Please set out the listing below as a numbered list, one line per item, skipping any blank lines.
[START INFORMATION PROVIDED]
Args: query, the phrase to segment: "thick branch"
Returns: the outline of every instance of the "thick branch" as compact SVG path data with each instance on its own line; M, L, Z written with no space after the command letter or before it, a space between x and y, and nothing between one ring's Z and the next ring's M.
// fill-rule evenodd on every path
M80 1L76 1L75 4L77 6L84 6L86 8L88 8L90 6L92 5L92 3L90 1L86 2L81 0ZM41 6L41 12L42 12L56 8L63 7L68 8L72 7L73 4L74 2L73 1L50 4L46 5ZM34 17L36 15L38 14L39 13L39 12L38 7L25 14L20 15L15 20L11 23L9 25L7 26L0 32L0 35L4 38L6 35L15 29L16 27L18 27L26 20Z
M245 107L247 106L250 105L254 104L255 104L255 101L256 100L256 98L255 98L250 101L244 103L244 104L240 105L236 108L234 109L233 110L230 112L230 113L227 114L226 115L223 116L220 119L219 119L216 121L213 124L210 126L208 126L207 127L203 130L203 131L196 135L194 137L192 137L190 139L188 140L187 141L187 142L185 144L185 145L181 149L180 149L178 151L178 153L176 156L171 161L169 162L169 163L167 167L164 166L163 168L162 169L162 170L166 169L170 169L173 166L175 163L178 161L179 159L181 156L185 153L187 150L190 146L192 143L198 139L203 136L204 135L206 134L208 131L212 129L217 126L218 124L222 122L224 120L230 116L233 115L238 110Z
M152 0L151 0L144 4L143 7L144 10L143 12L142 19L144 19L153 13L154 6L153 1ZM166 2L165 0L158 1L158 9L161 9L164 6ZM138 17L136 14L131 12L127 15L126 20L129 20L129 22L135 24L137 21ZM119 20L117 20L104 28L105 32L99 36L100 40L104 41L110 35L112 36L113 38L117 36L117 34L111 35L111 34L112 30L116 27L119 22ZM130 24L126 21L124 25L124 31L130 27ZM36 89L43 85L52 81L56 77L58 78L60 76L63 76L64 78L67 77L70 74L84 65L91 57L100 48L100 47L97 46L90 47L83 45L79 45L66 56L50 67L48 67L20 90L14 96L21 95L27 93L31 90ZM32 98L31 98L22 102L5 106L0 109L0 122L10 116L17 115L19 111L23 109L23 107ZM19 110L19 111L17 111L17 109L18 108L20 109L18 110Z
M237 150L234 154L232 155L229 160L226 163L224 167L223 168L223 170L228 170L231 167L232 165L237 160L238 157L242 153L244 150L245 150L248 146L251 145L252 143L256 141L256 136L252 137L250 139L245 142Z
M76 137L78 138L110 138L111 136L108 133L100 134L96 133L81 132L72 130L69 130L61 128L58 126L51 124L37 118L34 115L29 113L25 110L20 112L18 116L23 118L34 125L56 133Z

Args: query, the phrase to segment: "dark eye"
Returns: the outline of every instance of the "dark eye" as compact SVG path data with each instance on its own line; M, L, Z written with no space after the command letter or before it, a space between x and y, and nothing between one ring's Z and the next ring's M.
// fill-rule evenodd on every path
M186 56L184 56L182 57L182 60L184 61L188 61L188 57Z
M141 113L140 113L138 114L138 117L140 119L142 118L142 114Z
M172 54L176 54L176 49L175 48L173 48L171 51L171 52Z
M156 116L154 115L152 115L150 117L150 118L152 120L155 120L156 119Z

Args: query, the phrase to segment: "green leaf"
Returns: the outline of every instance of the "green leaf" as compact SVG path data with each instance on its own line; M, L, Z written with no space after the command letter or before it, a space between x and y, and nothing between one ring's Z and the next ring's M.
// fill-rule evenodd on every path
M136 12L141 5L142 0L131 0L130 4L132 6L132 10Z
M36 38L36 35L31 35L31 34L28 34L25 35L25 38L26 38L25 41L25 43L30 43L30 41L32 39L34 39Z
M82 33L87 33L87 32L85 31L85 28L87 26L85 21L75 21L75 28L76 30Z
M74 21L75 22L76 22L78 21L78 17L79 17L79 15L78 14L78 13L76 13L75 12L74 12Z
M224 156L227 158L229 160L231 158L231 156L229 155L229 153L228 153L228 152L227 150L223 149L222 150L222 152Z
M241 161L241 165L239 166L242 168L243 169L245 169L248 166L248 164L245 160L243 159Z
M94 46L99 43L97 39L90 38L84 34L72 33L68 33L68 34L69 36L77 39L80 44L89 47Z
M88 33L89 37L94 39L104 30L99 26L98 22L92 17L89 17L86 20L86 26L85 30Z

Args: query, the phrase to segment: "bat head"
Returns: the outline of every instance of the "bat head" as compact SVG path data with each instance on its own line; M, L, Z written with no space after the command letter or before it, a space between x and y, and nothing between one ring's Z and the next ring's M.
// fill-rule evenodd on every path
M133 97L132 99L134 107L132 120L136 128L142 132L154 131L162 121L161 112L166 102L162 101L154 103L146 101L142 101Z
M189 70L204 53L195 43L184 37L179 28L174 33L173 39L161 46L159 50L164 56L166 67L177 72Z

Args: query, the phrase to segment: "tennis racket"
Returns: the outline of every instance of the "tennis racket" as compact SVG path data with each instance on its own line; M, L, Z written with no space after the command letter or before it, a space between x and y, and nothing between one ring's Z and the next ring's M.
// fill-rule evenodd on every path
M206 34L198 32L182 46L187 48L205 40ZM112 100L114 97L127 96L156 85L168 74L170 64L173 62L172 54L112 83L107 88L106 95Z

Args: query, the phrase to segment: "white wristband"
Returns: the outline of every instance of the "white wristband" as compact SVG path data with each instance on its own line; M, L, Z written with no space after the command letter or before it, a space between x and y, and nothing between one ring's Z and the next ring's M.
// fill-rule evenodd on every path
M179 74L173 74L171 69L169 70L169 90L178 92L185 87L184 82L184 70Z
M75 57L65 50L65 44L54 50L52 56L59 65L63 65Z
[END INFORMATION PROVIDED]
### SOLUTION
1. Args: query, the phrase to segment: "thick branch"
2. Returns: the outline of every instance of the "thick branch" as compact SVG path data with each instance on its own line; M, L, Z written with no space after the command letter or before it, a space between x and y, and nothing between one ring's Z and the next ring's M.
3. // fill-rule evenodd on every path
4. M80 1L76 1L75 4L77 6L84 6L86 8L88 8L90 6L92 5L92 3L90 1L86 2L81 0ZM41 6L41 12L42 12L56 8L63 7L68 8L72 7L73 4L74 2L73 1L50 4L46 5ZM34 17L36 15L38 14L39 13L39 12L38 7L25 14L20 15L15 20L11 23L9 25L7 26L0 32L0 35L4 38L6 35L15 29L16 27L18 27L26 20Z
5. M245 107L247 106L250 105L254 104L255 104L255 101L256 100L256 98L255 98L250 101L244 103L244 104L240 105L236 108L234 109L233 110L230 112L230 113L227 114L226 115L223 116L220 119L219 119L216 121L213 124L210 126L208 126L207 127L203 130L203 131L196 135L194 137L192 137L190 139L188 140L187 141L187 142L185 144L185 145L181 149L180 149L178 151L178 153L176 156L171 161L169 162L169 163L167 167L164 166L163 168L162 169L162 170L166 169L170 169L173 166L175 163L178 161L179 159L181 156L185 153L187 150L190 146L192 143L198 139L203 136L204 135L206 134L208 131L212 129L217 126L218 124L222 122L224 120L230 116L233 115L238 110Z
6. M152 0L151 0L144 4L143 7L144 10L143 12L142 19L144 19L153 13L154 6L153 1ZM166 2L165 0L158 1L158 9L161 9L164 6ZM138 17L136 14L131 12L127 15L126 20L129 20L129 22L135 24L137 21ZM119 20L117 20L104 28L105 32L99 36L100 40L104 41L110 35L112 36L113 38L117 36L117 34L111 35L111 34L112 30L116 27L119 22ZM130 24L126 21L124 25L124 31L130 27ZM36 89L43 85L52 81L56 77L58 78L60 76L63 76L64 78L67 77L70 74L84 65L91 57L100 48L100 47L97 46L90 47L83 45L79 45L66 56L50 67L48 67L20 90L14 96L21 95L27 93L31 90ZM32 98L31 98L22 102L5 106L0 109L0 122L10 116L17 115L19 111L23 109L23 107ZM19 110L19 111L17 111L17 109L18 108L20 109L18 110Z
7. M237 150L234 154L232 155L229 160L226 163L224 167L223 168L223 170L228 170L231 167L232 165L237 160L238 157L242 153L244 150L245 150L248 146L251 145L252 143L256 141L256 136L252 137L250 139L245 142Z
8. M76 137L78 138L110 138L111 136L108 133L100 134L96 133L81 132L72 130L69 130L61 128L58 126L51 124L37 118L34 115L29 113L25 110L20 112L18 116L23 118L34 125L56 133Z
9. Args: query, the phrase to segment: "dark eye"
10. Returns: the outline of every instance of the "dark eye" as compact SVG path data with each instance on its own line; M, L, Z written with no space after the command letter or before it, a space between x and y, and nothing between one ring's Z and the next ring's M.
11. // fill-rule evenodd on every path
12. M186 56L184 56L182 57L182 60L184 61L188 61L188 57Z
13. M141 113L140 113L138 114L138 117L140 119L142 118L142 114Z
14. M172 54L176 54L176 49L175 48L173 48L171 51L171 52Z
15. M156 116L154 115L152 115L150 117L150 118L152 120L155 120L156 119Z
16. Args: query, the phrase to segment: "green leaf"
17. Returns: the outline of every instance of the "green leaf" as compact SVG path data with each instance on its own line; M, L, Z written with no space after the command letter or before it, a space between x and y, and nothing between one ring's Z and the next ring's M.
18. // fill-rule evenodd on every path
19. M136 12L141 5L142 0L131 0L130 4L132 6L132 10Z
20. M36 38L36 35L31 35L31 34L28 34L25 35L25 38L26 38L25 41L25 43L30 43L30 41L32 39L34 39Z
21. M82 33L87 33L87 32L85 31L85 28L87 26L85 21L75 21L75 28L76 30Z
22. M74 21L75 22L76 22L78 21L78 17L79 17L79 15L78 14L78 13L76 13L75 12L74 12Z
23. M224 156L227 158L229 160L231 158L231 156L229 155L229 153L228 153L228 152L227 150L223 149L222 150L222 152Z
24. M241 161L241 165L239 166L242 168L243 169L245 169L248 166L248 164L245 160L243 159Z
25. M94 46L99 43L97 39L90 38L84 34L72 33L68 33L68 34L69 36L77 39L80 44L89 47Z
26. M88 33L89 37L94 39L104 30L99 26L98 22L92 17L89 17L86 20L86 26L85 30Z
27. Args: query, the phrase to segment: "bat head"
28. Returns: the outline of every instance of the "bat head" as compact SVG path data with each instance on its own line; M, L, Z written with no space after the command letter or before it, a space between x and y, and nothing between one ring's Z and the next ring's M.
29. // fill-rule evenodd on every path
30. M133 97L132 99L134 107L132 120L136 128L142 132L154 131L162 121L161 112L166 102L162 101L154 103L146 101L142 101Z
31. M189 70L204 53L195 43L184 37L179 28L174 33L173 39L161 46L159 50L164 56L166 67L177 72Z
32. Args: query, the phrase to segment: "tennis racket"
33. Returns: the outline of every instance of the "tennis racket" as compact SVG path data with each instance on its own line; M, L, Z written with no space after the command letter or before it, a space between x and y, and nothing between one ring's Z and the next ring's M.
34. // fill-rule evenodd on every path
35. M206 34L198 32L182 46L187 48L205 40ZM112 100L114 97L127 96L156 85L168 74L170 64L173 62L172 54L112 83L107 88L106 95Z
36. Args: query, the phrase to segment: "white wristband"
37. Returns: the outline of every instance of the "white wristband" as compact SVG path data with each instance on its own line; M, L, Z written with no space after the command letter or before it, a space between x and y, and nothing between one ring's Z and the next ring's M.
38. // fill-rule evenodd on every path
39. M179 74L173 74L171 69L169 70L169 90L178 92L185 87L184 82L184 70Z
40. M75 57L65 50L65 44L54 50L52 56L59 65L63 65Z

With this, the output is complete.